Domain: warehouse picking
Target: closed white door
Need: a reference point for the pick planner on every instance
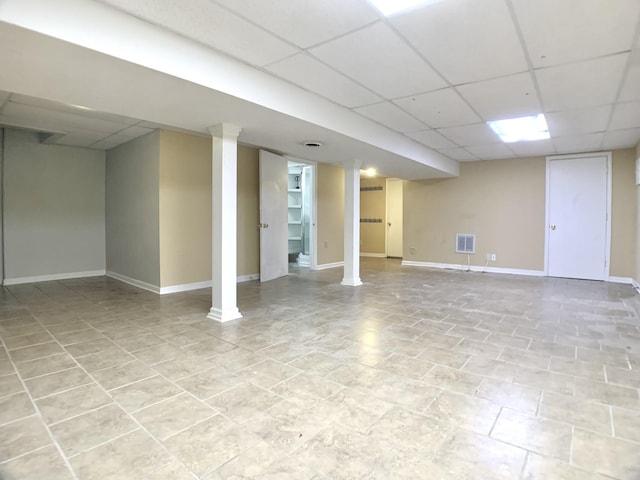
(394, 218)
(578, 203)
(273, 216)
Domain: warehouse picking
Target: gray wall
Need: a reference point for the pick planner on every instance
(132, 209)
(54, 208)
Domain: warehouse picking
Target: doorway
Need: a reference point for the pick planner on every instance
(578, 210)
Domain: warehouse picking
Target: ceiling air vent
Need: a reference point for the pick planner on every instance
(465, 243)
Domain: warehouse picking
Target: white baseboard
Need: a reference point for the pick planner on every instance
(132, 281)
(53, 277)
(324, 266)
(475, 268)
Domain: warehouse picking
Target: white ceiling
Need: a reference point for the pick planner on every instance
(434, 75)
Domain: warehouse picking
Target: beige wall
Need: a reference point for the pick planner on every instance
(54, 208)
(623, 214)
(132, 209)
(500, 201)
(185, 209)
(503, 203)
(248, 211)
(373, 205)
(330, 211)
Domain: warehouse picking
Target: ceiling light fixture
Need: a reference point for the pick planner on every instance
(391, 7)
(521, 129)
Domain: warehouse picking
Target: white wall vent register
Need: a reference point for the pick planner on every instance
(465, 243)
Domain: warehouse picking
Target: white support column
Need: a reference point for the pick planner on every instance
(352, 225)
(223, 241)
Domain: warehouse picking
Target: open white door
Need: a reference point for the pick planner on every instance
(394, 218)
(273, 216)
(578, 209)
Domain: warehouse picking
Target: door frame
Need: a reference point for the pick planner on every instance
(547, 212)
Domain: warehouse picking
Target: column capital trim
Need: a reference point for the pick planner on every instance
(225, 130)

==

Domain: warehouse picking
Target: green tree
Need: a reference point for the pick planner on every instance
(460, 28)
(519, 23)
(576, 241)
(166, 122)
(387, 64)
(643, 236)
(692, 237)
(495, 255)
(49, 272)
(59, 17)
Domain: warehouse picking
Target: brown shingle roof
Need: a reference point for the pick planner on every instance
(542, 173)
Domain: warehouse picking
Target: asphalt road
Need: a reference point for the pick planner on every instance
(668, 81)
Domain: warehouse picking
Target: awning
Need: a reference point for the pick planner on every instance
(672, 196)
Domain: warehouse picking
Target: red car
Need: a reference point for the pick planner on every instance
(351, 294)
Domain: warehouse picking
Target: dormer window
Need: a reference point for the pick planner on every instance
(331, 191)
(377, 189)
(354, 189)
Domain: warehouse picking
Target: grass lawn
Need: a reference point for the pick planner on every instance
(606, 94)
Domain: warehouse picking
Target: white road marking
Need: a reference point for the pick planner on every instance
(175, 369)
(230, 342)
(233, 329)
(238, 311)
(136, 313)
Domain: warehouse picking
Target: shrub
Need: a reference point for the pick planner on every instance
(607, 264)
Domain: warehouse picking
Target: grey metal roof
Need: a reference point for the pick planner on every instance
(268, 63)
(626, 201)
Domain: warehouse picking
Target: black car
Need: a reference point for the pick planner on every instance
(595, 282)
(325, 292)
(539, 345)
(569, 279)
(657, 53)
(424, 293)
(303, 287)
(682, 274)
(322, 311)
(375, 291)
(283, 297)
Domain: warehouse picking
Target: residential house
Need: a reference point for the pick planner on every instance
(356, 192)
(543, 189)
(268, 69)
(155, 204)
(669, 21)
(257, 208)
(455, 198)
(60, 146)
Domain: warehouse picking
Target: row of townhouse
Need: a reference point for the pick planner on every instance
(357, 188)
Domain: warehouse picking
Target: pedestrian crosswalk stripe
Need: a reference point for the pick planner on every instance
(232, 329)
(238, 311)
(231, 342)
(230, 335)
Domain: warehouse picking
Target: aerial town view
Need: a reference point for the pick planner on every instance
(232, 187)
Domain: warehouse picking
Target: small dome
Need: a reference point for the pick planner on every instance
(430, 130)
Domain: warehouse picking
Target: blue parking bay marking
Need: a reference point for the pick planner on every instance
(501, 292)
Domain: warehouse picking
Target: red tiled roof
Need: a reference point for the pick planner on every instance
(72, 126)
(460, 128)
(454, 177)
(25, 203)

**REQUIRED TASK**
Show, copied in full, every line in the records above that contains the string "marking". Matching is case-sensitive.

**ANSWER FOR THE TASK**
Target: white road marking
Target: blue parking bay marking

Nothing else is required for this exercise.